--- Work task 1 ---
Answer these questions using the figure caption on C4.4A in colorectal cancer below. Mark each answer with its letter.
(a) Where was strong C4.4A expression found?
(b) What was the C4.4A‐positive ratio for a budding count ≥10?
(c) Which statistical measure was used to assess the correlation between the C4.4A‐positive ratio and the number of buddings?
--- Work task 2 ---
Translate this sentence from the figure caption on C4.4A in colorectal cancer into Spanish: "The C4.4A‐positive ratio significantly correlated with the number of buddings (P < 0.001, Spearman's rank correlation coefficient)."

--- Source passage ---

········

Expression of C4.4A and budding count in colorectal cancer (CRC). Strong C4.4A expression was present on the plasma membrane at the invasive front, whereas C4.4A was weakly expressed in the cytoplasm in the superficial or intermediate portion of these specimens. (A) Positive pattern of C4.4A staining at the invasive front of specimens from T1 CRC. (B) Positive pattern of C4.4A staining at the invasive front of specimens from advanced T2–4 CRC. (C,D) The budding count of T1 and advanced CRC with C4.4A positivity is significantly greater than for C4.4A negativity (P = 0.013 and P < 0.0001, respectively). (E) The C4.4A‐positive ratio for budding‐negative was 4.2%, and the ratio for a budding count ≥10 was 77.3%. The C4.4A‐positive ratio significantly correlated with the number of buddings (P < 0.001, Spearman's rank correlation coefficient). (A) Magnification, (I) ×12.5; (II) ×200; (III) ×200. (B) Magnification, (I) ×40; (II) ×200; (III) ×200.

········

--- Supplied records ---
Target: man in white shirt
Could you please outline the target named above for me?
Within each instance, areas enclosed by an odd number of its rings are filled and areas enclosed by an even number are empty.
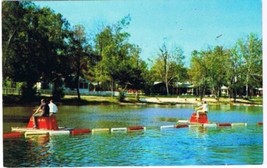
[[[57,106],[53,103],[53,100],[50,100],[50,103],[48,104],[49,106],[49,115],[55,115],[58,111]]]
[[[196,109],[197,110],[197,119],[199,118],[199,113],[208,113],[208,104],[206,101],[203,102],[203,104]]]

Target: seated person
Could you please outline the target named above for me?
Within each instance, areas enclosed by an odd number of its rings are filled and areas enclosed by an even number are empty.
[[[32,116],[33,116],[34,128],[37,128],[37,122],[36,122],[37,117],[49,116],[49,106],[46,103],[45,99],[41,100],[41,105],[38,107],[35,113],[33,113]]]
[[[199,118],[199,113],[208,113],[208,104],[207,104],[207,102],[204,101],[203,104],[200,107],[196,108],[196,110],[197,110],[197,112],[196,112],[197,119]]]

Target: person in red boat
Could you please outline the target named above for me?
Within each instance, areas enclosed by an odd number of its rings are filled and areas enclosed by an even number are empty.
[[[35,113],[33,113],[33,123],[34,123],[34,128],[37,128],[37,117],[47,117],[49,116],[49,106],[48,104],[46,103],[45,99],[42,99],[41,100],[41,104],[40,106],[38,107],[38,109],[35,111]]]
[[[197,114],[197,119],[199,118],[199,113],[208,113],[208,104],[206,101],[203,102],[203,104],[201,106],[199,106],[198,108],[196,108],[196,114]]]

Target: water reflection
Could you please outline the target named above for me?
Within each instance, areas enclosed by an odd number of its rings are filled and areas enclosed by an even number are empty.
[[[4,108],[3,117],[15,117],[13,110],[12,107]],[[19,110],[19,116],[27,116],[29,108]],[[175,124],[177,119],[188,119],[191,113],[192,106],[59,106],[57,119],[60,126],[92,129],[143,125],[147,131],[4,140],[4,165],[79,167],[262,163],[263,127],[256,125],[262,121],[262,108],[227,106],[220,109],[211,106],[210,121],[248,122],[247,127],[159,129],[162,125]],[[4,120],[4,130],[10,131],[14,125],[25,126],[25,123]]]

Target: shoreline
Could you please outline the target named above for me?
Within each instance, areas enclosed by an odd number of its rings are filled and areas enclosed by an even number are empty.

········

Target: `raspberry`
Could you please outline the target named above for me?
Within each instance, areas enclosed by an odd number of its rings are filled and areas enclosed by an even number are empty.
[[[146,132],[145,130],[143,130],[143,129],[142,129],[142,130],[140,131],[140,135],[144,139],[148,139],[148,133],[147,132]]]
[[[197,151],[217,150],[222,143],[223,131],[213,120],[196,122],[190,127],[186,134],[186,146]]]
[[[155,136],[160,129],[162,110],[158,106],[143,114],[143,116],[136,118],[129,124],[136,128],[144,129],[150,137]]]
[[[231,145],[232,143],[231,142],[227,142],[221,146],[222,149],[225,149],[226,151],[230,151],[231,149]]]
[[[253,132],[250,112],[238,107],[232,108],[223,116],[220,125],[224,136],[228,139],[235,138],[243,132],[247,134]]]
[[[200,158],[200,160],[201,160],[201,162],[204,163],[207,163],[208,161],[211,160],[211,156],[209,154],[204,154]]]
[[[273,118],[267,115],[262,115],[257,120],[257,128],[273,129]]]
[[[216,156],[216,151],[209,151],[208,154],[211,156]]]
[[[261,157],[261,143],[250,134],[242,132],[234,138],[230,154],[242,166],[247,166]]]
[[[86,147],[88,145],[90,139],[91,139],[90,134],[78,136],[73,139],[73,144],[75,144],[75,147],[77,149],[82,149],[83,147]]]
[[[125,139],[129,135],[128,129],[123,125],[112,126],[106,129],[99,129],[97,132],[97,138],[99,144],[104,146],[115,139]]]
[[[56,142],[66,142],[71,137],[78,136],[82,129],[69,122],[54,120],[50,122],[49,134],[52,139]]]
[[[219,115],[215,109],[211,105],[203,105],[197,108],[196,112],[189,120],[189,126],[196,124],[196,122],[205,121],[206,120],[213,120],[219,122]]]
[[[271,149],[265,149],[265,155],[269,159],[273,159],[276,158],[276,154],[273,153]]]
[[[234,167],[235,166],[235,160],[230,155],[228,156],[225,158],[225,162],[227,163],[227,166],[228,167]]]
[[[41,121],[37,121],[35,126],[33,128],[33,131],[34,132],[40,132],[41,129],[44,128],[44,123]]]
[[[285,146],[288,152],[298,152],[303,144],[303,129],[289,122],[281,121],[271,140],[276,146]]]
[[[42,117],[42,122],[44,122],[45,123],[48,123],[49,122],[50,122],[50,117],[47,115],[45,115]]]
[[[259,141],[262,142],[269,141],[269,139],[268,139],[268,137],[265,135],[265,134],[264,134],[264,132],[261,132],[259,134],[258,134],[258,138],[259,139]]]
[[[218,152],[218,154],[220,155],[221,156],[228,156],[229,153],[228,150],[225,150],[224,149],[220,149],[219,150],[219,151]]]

········

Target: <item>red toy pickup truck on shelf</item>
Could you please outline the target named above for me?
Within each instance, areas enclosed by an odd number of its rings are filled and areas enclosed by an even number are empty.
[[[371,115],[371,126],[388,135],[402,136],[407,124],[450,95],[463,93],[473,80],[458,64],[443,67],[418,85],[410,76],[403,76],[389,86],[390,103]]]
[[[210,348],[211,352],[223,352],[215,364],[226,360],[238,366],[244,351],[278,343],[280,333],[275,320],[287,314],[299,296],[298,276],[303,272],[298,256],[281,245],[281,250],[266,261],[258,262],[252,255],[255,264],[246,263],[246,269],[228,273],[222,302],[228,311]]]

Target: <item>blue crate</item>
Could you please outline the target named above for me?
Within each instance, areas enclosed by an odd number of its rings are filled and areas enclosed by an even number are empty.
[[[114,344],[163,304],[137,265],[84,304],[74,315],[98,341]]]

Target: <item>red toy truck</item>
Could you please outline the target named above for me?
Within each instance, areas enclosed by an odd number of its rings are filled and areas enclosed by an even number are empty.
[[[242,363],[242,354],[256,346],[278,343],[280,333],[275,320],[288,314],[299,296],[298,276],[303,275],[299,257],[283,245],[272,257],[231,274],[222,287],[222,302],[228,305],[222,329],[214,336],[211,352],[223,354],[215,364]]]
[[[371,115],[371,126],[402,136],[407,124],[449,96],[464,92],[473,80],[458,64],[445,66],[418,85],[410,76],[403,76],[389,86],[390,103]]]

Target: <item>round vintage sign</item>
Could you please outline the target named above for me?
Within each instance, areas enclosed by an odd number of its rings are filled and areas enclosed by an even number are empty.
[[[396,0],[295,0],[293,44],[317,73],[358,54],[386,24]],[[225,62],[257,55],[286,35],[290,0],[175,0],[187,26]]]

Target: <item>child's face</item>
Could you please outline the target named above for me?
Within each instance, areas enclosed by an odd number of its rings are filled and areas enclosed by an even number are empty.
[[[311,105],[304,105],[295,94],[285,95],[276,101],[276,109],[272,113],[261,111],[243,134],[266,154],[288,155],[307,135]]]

········

--- Answer box 1 ---
(a) On the plasma membrane at the invasive front.
(b) 77.3%.
(c) Spearman's rank correlation coefficient.

--- Answer box 2 ---
La proporción de positividad para C4.4A se correlacionó significativamente con el número de gemaciones (P < 0,001, coeficiente de correlación de rangos de Spearman).